Vannacci: «Pronti al lancio». Pure Meloni posta un video: «Ciliegie varietà Giorgia». Il Viminale preferisce non intervenire
Lo aveva già fatto in altre tornate, lo rifà, tanto ha capito che l’amico ministro degli interni Matteo Piantedosi chiuderà un occhio: Matteo Salvini viola il silenzio elettorale. Nel primo giorno del voto per le europee posta su X lo slogan della sua campagna elettorale: «Per più Italia e meno Europa, scegli la Lega». Il generale Roberto Vannacci non vuole essere secondo a nessuno, nemmeno al suo inventore. A Viareggio, all’uscita del seggio, risponde allegramente ai cronisti e si lancia metafore da parà, tanto per non smentirsi: «Siamo sulla rampa, pronti al lancio. Qualora ci fosse luce verde ci lanciamo». Aggiunge «Mi aspetto dei target molto ambiziosi». C’è del vero sotto la prosa approssimativa: Salvini punta su lui per raggiungere il 10 per cento e zittire i leghisti del Nord irritati (eufemismo) dalle fascisterie del generale, che spinge a destra e risponde all’idea salviniana di «trasformarci nel nuovo Msi», ci spiega un dirigente. In serata arriva la tegola: l’anziano Umberto Bossi fa sapere che non vota Lega. Lo riferisce il suo amico ed ex Lega Lombarda Paolo Grimoldi. «Voterà Forza Italia, Reguzzoni (altro fuoriuscito leghista, ndr). È l’aperitivo amaro del week end, per Salvini. Lo storico 34,2 delle scorse europee è un ricordo. Ma se la Lega manterrà l’8 delle politiche vorrà dire che l’operazione Vannacci è «a somma zero»: ovvero i leghisti gli hanno regalato un seggio senza un voto in più in cambio. Se non arrivasse all’8 sarebbe sconfitta nera.

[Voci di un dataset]
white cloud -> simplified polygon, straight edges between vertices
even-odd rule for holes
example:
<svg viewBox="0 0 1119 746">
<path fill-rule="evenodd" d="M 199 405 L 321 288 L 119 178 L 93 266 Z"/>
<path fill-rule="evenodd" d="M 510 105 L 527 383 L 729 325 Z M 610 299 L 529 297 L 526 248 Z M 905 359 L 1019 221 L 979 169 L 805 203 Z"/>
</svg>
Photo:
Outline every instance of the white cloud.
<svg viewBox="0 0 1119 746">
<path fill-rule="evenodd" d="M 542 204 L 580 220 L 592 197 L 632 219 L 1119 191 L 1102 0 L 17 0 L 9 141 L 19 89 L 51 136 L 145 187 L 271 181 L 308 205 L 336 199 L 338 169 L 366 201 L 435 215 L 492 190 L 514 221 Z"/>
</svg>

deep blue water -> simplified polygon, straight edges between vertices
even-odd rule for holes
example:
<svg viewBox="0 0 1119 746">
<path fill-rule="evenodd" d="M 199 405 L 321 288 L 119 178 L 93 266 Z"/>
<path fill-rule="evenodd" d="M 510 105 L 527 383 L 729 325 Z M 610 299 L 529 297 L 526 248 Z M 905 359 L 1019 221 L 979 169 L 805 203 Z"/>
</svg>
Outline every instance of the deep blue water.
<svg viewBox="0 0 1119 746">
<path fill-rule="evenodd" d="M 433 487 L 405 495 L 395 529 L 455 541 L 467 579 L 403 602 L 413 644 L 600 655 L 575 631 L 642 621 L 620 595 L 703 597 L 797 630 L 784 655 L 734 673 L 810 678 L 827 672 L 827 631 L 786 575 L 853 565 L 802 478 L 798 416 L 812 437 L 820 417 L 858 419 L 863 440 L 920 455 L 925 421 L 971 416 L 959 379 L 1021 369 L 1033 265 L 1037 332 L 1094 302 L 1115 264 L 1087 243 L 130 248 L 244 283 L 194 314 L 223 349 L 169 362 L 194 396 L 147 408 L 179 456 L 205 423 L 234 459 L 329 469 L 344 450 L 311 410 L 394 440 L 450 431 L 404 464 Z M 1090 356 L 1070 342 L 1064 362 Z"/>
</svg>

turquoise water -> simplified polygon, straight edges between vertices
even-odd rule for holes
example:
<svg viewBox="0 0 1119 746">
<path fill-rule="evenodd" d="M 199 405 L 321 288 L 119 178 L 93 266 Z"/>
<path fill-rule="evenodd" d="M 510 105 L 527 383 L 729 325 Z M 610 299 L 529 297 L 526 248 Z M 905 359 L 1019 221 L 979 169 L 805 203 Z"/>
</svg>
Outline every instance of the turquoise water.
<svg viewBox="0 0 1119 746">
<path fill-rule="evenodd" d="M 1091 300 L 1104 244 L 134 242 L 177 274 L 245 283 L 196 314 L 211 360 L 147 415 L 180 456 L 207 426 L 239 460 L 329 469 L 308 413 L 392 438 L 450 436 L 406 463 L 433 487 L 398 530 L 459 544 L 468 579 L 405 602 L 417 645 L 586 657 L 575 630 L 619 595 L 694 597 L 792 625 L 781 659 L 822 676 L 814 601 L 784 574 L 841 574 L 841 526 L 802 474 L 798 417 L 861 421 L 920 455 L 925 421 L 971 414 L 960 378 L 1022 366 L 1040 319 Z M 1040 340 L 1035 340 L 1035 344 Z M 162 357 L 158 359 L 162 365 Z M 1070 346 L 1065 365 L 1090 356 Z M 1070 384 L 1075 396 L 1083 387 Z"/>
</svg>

(Istruzione scritta 1)
Rispondi a queste domande sull'articolo sul silenzio elettorale:
(a) Su quale social Salvini pubblica lo slogan della sua campagna?
(b) In quale città Vannacci parla con i cronisti all'uscita del seggio?
(c) Quale percentuale aveva ottenuto la Lega alle scorse europee?
(Istruzione scritta 2) Estrai tutte le righe dei record che contengono la stringa "edges". Le maiuscole e le minuscole contano.

(Risultato finale 1)
(a) Su X.
(b) A Viareggio.
(c) Il 34,2 per cento.

(Risultato finale 2)
white cloud -> simplified polygon, straight edges between vertices
deep blue water -> simplified polygon, straight edges between vertices
turquoise water -> simplified polygon, straight edges between vertices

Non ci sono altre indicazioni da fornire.